Der Berner Musiker Clemens Kuratle wäre gern ein Esel, der auf der Planalp ob Brienz Gestrüpp isst und Lärm macht. Oder aber ein reicher Erbe mit Villa und eigenem Tonstudio.

| Anzeiger Region Bern | Gesellschaft
Clemens Kuratle, hier mit der Formation Kuratta. Foto: Marianne Wenger
Clemens Kuratle, hier mit der Formation Kuratta. Foto: Marianne Wenger

Wenn Sie ab jetzt als Tier leben müssten, welches würden Sie wählen?

Einen Esel irgendwo auf einer Alp. Der unempfindliche Magen, und die entsprechend unkomplizierte Nahrungsbeschaffung in schöner Umgebung, kein Herdentrieb und die Tatsache, dass man zwischendurch ordentlich reinheulen darf, reizt mich «schampar».

Auf welche Berufsleute sind Sie neidisch?

Auf Künstler*innen mit viel geerbtem Geld. Nicht, dass ich es ihnen nicht gönnen würde. Erben ist auch nicht per se einfach. Aber trotzdem.

Über was für Eigenschaften muss ein Mensch verfügen, damit Sie mit ihm eng befreundet sind? 

Die Person muss gute Fragen stellen können.

Haben Sie gerade sich selbst beschrieben?

Vielleicht. Mir gelingt das mit dem ­Fragen aber auch nicht immer.

Was finden Sie an sich selbst schön?

Meine Bemühungen, immer wieder gute Fragen zu stellen.

Worauf sind Sie besonders stolz?

Auf die Tatsache, dass die Musik immer noch Zentrum meines Lebens ist.

In welchem Punkt möchten Sie sich selbst gerne optimieren? 

Ich wäre gerne fokussierter.

Warum tun Sie es nicht?

Ich versuche es ja.

Einträge mit Koordinatenannotationen ::
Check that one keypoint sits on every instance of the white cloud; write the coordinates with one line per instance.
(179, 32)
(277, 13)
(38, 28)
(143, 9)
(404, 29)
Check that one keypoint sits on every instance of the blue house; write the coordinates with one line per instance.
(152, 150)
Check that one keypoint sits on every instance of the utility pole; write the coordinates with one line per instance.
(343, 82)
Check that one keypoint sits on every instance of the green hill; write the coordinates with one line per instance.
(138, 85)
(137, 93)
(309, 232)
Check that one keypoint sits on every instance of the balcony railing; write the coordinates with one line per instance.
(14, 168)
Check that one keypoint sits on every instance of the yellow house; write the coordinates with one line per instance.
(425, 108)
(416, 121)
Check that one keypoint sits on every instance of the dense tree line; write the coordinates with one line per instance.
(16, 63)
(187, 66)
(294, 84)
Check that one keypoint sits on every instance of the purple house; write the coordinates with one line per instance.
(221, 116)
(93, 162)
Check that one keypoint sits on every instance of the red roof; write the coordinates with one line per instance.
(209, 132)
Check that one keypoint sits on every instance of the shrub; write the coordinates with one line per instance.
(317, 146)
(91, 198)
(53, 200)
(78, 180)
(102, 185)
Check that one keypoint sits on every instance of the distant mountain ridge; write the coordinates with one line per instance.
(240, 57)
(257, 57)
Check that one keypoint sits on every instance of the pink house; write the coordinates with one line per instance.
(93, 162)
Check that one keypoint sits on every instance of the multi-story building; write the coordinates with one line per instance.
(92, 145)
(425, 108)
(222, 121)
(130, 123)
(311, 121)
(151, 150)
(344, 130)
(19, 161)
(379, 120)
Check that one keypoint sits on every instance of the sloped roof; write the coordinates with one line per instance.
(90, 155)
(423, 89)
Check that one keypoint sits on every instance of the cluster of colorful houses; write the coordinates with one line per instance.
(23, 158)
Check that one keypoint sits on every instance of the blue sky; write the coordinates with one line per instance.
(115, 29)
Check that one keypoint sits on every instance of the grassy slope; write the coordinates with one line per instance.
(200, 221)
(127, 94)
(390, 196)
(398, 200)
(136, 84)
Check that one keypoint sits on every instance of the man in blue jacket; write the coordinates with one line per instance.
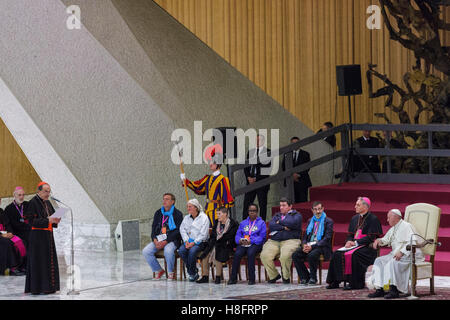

Aufgaben ::
[a] Auf welche Berufsleute ist Clemens Kuratle laut dem Interview neidisch?
[b] Erklären Sie bitte in ein bis drei Sätzen, warum Clemens Kuratle im Interview einen Esel auf einer Alp als Tier wählen würde.
Das Material stammt aus einer anderen Quelle als das Interview.

Lösungen ::
[a] Auf Künstler*innen mit viel geerbtem Geld.

[b] Ihn reizen der unempfindliche Magen des Esels und die entsprechend unkomplizierte Nahrungsbeschaffung in schöner Umgebung. Zudem hat ein Esel keinen Herdentrieb und darf zwischendurch ordentlich reinheulen.